■ SUPPLIED RECORDS

▬▬▬▬▬▬

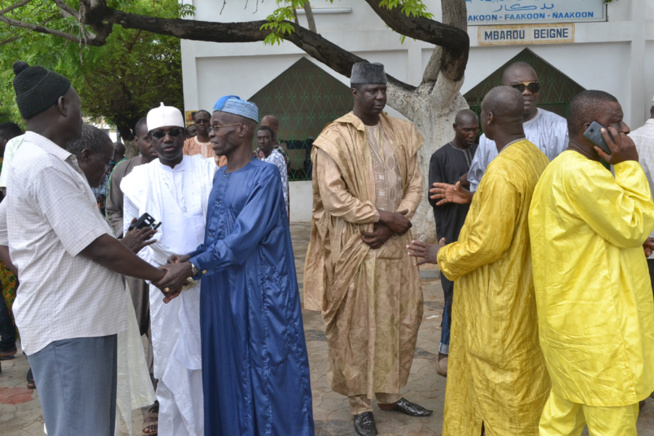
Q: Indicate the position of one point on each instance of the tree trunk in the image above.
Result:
(432, 108)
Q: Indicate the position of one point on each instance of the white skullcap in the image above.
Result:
(164, 116)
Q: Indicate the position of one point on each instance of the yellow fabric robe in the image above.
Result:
(593, 291)
(496, 370)
(371, 300)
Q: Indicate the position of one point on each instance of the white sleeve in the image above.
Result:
(130, 211)
(480, 162)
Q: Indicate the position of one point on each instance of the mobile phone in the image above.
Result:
(594, 134)
(145, 220)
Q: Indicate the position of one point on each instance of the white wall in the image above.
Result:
(616, 56)
(301, 197)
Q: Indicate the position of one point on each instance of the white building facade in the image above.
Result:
(596, 45)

▬▬▬▬▬▬

■ WHAT IS REQUIRED
The output has to match the data above line for line, except that pictures are dropped.

■ WRITTEN ANSWER
Q: Indicate the position of one point on each instance of the tree trunk in the image above.
Result:
(432, 108)
Q: Indicate the position of one point on each instance of the white skullcap in the image above.
Result:
(164, 116)
Q: Indicate the position of one point on each instance of the yellow fabric robe in the image above.
Result:
(593, 291)
(496, 370)
(371, 300)
Q: Indicate the position of one point on each instance of the white sleeve in the image above.
Result:
(130, 211)
(480, 162)
Q: Indicate the position of one point on each instance of the mobile phone in the image above.
Result:
(594, 134)
(145, 220)
Q: Indicate the position of one point on each instance of the white wall in the image above.
Result:
(616, 56)
(301, 197)
Q: Indicate the position of one point on each instance of the white building facade in the image above.
Result:
(596, 45)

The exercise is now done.